_Work to be completed_
Reproduce the records that follow in full, excluding any picture they contain.

_Input rows_

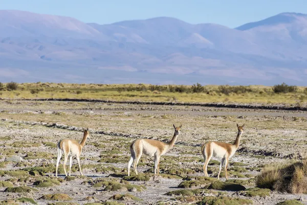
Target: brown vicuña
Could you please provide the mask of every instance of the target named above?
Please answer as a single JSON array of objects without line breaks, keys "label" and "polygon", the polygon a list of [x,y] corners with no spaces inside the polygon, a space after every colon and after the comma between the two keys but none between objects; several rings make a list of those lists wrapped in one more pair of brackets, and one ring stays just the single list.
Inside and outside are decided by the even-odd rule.
[{"label": "brown vicu\u00f1a", "polygon": [[57,146],[58,156],[56,160],[56,168],[55,171],[55,176],[56,177],[57,177],[57,170],[59,167],[59,162],[60,162],[60,159],[62,157],[62,154],[64,154],[63,167],[64,168],[65,175],[67,176],[67,173],[66,172],[66,163],[67,162],[67,159],[68,159],[69,156],[70,156],[69,176],[71,175],[72,160],[73,156],[76,156],[76,158],[77,158],[78,164],[79,165],[79,169],[80,170],[80,174],[81,175],[83,175],[81,170],[81,166],[80,166],[80,155],[82,152],[82,149],[85,144],[86,138],[89,137],[90,132],[89,131],[89,128],[86,128],[85,130],[84,128],[82,128],[82,129],[83,132],[83,137],[80,144],[79,144],[78,141],[75,139],[62,139],[58,143]]},{"label": "brown vicu\u00f1a", "polygon": [[203,154],[205,160],[205,164],[204,165],[203,167],[205,176],[207,177],[209,176],[207,171],[207,167],[208,166],[209,161],[213,156],[215,157],[222,158],[221,165],[220,165],[220,170],[218,171],[218,174],[217,174],[217,179],[220,179],[221,170],[225,162],[225,176],[226,177],[226,180],[228,180],[227,177],[227,167],[228,166],[228,162],[230,157],[234,154],[239,147],[240,139],[241,138],[241,136],[242,136],[242,134],[243,134],[243,131],[244,131],[244,125],[245,124],[243,124],[242,126],[239,126],[237,124],[238,134],[233,144],[220,141],[208,141],[202,147],[202,154]]},{"label": "brown vicu\u00f1a", "polygon": [[160,170],[160,157],[167,152],[174,146],[178,135],[180,133],[181,126],[176,127],[173,125],[175,131],[174,135],[168,143],[150,139],[138,139],[134,140],[130,145],[131,157],[128,163],[128,176],[130,175],[130,168],[135,160],[134,169],[138,174],[137,166],[142,154],[151,157],[155,156],[155,174],[159,175]]}]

_Solution to the exercise_
Target: brown vicuña
Could you please provide the mask of every instance of the target named above?
Please answer as a single JSON array of objects without line breaks, keys "label" and "polygon", the polygon a list of [x,y] corners with no spaces inside the polygon, a space after every colon and after the comma between the two keys but none between objects; several rings make a list of those lists wrapped in one more pair of brackets, and one ring stays just the single list.
Inside and outside are decided by the even-odd rule.
[{"label": "brown vicu\u00f1a", "polygon": [[57,146],[58,156],[56,160],[56,168],[55,171],[55,176],[56,177],[57,177],[57,170],[59,167],[59,162],[60,162],[60,159],[62,157],[62,154],[64,154],[63,167],[64,168],[65,175],[67,176],[67,173],[66,172],[66,163],[67,162],[67,159],[68,159],[69,156],[70,156],[69,176],[71,175],[72,160],[73,156],[76,156],[76,158],[77,158],[78,164],[79,165],[79,169],[80,170],[80,174],[81,175],[83,175],[81,170],[81,166],[80,166],[80,155],[82,152],[82,149],[85,144],[86,138],[89,137],[90,132],[89,131],[89,128],[86,128],[85,130],[84,128],[82,128],[82,129],[83,132],[83,137],[80,144],[79,144],[78,141],[75,139],[62,139],[58,143]]},{"label": "brown vicu\u00f1a", "polygon": [[203,154],[205,160],[205,164],[204,165],[203,167],[205,176],[207,177],[209,176],[207,171],[207,167],[208,166],[209,161],[213,156],[215,157],[222,158],[221,165],[220,165],[220,170],[218,171],[218,174],[217,174],[217,179],[220,179],[221,170],[225,162],[225,176],[226,177],[226,180],[228,180],[227,177],[227,167],[228,166],[228,162],[230,157],[234,154],[239,147],[240,139],[241,138],[241,136],[242,136],[242,134],[243,134],[243,131],[244,131],[244,125],[245,124],[243,124],[242,126],[239,126],[237,124],[238,134],[233,144],[220,141],[208,141],[202,147],[202,154]]},{"label": "brown vicu\u00f1a", "polygon": [[160,170],[160,157],[167,152],[174,146],[178,135],[180,133],[181,126],[176,127],[173,125],[175,131],[174,135],[168,143],[150,139],[138,139],[134,140],[130,145],[131,157],[128,163],[128,176],[130,175],[130,168],[135,160],[134,169],[138,174],[137,166],[142,154],[151,157],[155,156],[155,174],[159,175]]}]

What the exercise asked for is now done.